### What to do
Look at the entries below and reproduce them exactly.

### Dataset extract
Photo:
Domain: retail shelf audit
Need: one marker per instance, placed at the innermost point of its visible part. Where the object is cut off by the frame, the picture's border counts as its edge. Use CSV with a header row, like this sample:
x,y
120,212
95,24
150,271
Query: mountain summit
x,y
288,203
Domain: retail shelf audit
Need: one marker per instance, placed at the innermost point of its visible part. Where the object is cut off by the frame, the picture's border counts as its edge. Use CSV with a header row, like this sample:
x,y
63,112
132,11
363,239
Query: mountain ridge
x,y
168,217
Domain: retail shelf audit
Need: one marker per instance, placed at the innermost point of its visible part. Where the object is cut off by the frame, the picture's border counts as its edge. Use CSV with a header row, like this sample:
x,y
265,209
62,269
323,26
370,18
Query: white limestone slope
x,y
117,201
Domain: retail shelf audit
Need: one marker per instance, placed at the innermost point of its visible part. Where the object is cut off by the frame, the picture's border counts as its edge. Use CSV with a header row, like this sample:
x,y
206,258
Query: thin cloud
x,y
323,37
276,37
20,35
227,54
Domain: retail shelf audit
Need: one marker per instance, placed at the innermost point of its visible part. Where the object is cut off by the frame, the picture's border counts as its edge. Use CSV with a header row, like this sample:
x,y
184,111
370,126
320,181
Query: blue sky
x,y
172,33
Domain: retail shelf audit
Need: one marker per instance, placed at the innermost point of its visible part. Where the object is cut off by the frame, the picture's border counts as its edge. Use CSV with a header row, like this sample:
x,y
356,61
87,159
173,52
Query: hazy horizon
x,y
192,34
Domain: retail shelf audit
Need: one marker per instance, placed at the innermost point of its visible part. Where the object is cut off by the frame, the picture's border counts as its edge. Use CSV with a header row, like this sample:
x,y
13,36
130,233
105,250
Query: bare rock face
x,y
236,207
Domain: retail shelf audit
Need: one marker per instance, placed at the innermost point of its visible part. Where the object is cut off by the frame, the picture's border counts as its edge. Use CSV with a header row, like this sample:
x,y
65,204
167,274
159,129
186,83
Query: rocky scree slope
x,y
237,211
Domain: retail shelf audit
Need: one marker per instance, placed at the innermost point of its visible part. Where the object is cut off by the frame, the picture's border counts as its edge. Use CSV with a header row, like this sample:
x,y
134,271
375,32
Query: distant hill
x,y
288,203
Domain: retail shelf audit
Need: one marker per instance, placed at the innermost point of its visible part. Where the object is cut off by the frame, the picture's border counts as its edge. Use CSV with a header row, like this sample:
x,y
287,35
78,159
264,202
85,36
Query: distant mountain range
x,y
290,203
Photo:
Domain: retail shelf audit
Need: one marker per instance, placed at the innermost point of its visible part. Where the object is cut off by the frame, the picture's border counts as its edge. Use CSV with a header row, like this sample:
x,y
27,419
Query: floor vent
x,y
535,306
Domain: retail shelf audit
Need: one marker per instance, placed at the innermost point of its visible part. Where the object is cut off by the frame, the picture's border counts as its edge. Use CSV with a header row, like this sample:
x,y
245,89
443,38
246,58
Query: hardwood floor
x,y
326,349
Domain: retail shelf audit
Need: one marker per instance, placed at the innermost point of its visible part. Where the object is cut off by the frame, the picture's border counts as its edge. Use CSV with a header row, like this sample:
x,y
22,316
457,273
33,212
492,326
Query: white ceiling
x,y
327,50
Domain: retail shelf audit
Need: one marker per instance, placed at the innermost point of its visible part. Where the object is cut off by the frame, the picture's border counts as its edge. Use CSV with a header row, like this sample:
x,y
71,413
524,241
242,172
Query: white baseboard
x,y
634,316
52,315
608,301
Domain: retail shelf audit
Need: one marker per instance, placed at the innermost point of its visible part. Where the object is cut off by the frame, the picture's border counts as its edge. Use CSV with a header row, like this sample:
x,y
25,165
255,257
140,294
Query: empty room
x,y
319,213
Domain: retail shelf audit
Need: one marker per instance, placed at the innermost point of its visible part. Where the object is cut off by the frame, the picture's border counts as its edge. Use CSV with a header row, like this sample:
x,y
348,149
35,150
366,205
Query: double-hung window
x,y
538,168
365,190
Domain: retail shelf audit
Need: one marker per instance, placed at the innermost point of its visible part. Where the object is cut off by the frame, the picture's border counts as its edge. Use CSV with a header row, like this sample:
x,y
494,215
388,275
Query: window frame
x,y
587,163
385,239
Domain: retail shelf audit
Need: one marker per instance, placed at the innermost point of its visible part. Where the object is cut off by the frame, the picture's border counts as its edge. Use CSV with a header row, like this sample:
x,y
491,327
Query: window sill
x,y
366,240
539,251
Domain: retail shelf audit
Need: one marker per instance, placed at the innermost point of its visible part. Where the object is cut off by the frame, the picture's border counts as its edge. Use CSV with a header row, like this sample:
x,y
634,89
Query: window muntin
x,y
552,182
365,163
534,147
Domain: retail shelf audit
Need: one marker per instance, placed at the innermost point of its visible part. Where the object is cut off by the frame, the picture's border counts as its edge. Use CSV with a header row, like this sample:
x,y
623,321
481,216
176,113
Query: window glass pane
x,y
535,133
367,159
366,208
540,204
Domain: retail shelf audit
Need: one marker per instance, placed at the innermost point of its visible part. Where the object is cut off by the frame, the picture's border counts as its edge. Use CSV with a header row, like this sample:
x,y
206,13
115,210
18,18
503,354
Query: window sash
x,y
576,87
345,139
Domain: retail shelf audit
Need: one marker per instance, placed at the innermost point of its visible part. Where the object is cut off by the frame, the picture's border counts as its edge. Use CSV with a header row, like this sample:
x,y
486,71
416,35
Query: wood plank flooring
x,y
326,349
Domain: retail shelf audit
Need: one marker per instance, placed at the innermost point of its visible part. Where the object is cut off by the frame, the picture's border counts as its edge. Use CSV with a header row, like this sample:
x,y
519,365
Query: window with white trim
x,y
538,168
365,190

### Response to this exercise
Photo:
Domain: retail shelf audit
Need: one marker per instance, placed at the innermost point of its visible part. Where the object is cut off by the frame, the picture's border counts as its edge. Use CSV with a header row, like this sample:
x,y
120,212
95,24
150,271
Query: mountain summit
x,y
288,203
Domain: retail shelf audit
Need: one marker per instance, placed at the innermost point of its visible part. Where the object is cut off by the frame, the picture's border counts as its edge. Use CSV with a header row, like this sample:
x,y
63,112
132,11
363,239
Query: mountain ridge
x,y
168,217
Domain: retail shelf audit
Need: one marker per instance, placed at the innermost point of its visible part. Where the object is cut off by the frame, the picture's border counts as its edge. Use CSV with a header row, like this sample:
x,y
265,209
62,269
323,26
370,18
Query: white limestone slope
x,y
117,201
Domain: retail shelf audit
Need: one marker per instance, placed at the innermost point of its visible part. Where the object is cut off by the frame, the picture's border counts as its edge. Use CSV with a header row, like this sample:
x,y
206,258
Query: thin cloud
x,y
323,37
276,37
20,35
227,54
Domain: retail shelf audit
Need: one marker per instance, placed at the innermost point of its visible part. Where the object is cut off by the frame, the picture's border counts as its edge. Use CSV with a header row, like this sample:
x,y
184,111
370,126
320,181
Query: blue sky
x,y
172,33
Domain: retail shelf audit
Need: one marker per instance, placed at the innermost point of its visible part. Where the object is cut off by the frame, the picture's border counts as its edge. Use CSV with a header row, like this sample:
x,y
356,61
87,159
173,52
Query: hazy horizon
x,y
192,34
Domain: retail shelf audit
Need: one marker per instance, placed at the innermost point of its visible part. Where the object is cut off by the frame, the picture's border counts as its edge. Use CSV with a header row, like this sample:
x,y
13,36
130,233
105,250
Query: bare rock face
x,y
236,207
Domain: retail shelf audit
Need: one marker per instance, placed at the innermost point of its visible part. Where the object is cut off by the frame, the picture's border counts as its edge. Use CSV with a header row, like this sample:
x,y
65,204
167,274
159,129
186,83
Query: rocky scree slope
x,y
237,211
Domain: retail shelf audit
Need: one marker per instance, placed at the innermost point of its visible part. Where the object is cut off by the frame, the picture's border counts as its edge. Use CSV with a header row, like this sample:
x,y
134,271
375,32
Query: distant hill
x,y
288,203
Domain: retail shelf audit
Need: one marker per instance, placed at the innermost point of its visible part. Where the object is cut off by the frame, the picture's border counts as its edge. Use CSV with a header row, like this sample:
x,y
287,35
78,159
264,202
85,36
Query: distant mountain range
x,y
290,203
Photo:
Domain: retail shelf audit
Need: one marker per instance, placed at the innermost point of its visible part. Where the object is cut off by the frame, the picture's border counts as its edge. Use CSV with a header row, like this sample:
x,y
27,419
Query: floor vent
x,y
535,306
Domain: retail shelf audit
Need: one marker per instance, placed at the innermost point of its visible part. Where the object is cut off by the frame, the picture's border counts as its edge. Use CSV with a header row, like this sample:
x,y
245,89
443,38
246,58
Query: hardwood floor
x,y
326,349
Domain: retail shelf audit
Need: one marker per instance, placed at the innermost point of its visible part. Where the object is cut off by the frame, the picture's border counts as its edge. Use CSV with a header row, like this sample:
x,y
22,316
457,273
33,212
492,326
Query: white ceiling
x,y
327,50
Domain: retail shelf audit
Need: one marker per instance, placed at the innermost point of its visible part. Where the object is cut off by the frame, the picture's border counts as its edge. Use CSV with a header row, like this sample:
x,y
71,413
524,241
242,172
Query: white baseboard
x,y
634,316
52,315
608,301
Domain: retail shelf audit
Need: one marker per instance, placed at the innermost point of its visible part. Where the object is cut off by the frame, the picture's border counts as its edge. Use CSV with a header row, like this sample:
x,y
25,165
255,257
140,294
Query: empty room
x,y
319,213
Domain: retail shelf audit
Need: one marker per instance, placed at the innermost point of its visible part. Where the object is cut off by the frame, the picture's border counts as its edge. Use CSV with a header row, like this sample:
x,y
348,149
35,150
366,205
Query: double-hung window
x,y
538,168
365,190
Domain: retail shelf audit
Need: one marker per instance, placed at the innermost point of its visible part. Where the object is cut off by the frame, the picture's border counts as its edge. Use CSV with a header row, like this sample:
x,y
494,215
388,275
Query: window frame
x,y
587,163
385,239
Domain: retail shelf audit
Need: one marker per instance, placed at the innermost point of its visible part. Where the object is cut off by the frame, the picture's border counts as its edge. Use CSV with a header row, like this sample:
x,y
491,327
Query: window sill
x,y
366,240
539,251
Domain: retail shelf audit
Need: one marker per instance, placed at the innermost point of its visible part. Where the object is cut off by the frame, the picture's border counts as its edge. Use CSV with a header row, like this sample:
x,y
634,89
Query: window muntin
x,y
552,182
365,163
534,147
Domain: retail shelf audit
Need: one marker per instance, placed at the innermost point of its visible part. Where the object is cut off by the frame, the picture's border counts as its edge. Use CSV with a header row, like this sample:
x,y
623,321
481,216
176,113
Query: window glass pane
x,y
535,133
367,159
366,208
540,204
Domain: retail shelf audit
Need: one marker per instance, placed at the innermost point of its visible part. Where the object is cut off by the frame, the picture's border counts as its edge. Use CSV with a header row, like this sample:
x,y
206,13
115,210
18,18
503,354
Query: window sash
x,y
576,87
345,139
Domain: retail shelf audit
Need: one marker per instance, placed at the innermost point of its visible part. Where the object is cut off by the frame, the picture's border counts as its edge. Use CSV with a header row, like this sample:
x,y
486,71
416,35
Query: wood plank flooring
x,y
326,349
Domain: retail shelf audit
Need: one marker per instance, placed at the innermost point of its visible part. Where the object is cut off by the frame, the picture's border counts as its edge. Use CSV with a header row, like this sample:
x,y
519,365
Query: window with white trim
x,y
538,168
365,190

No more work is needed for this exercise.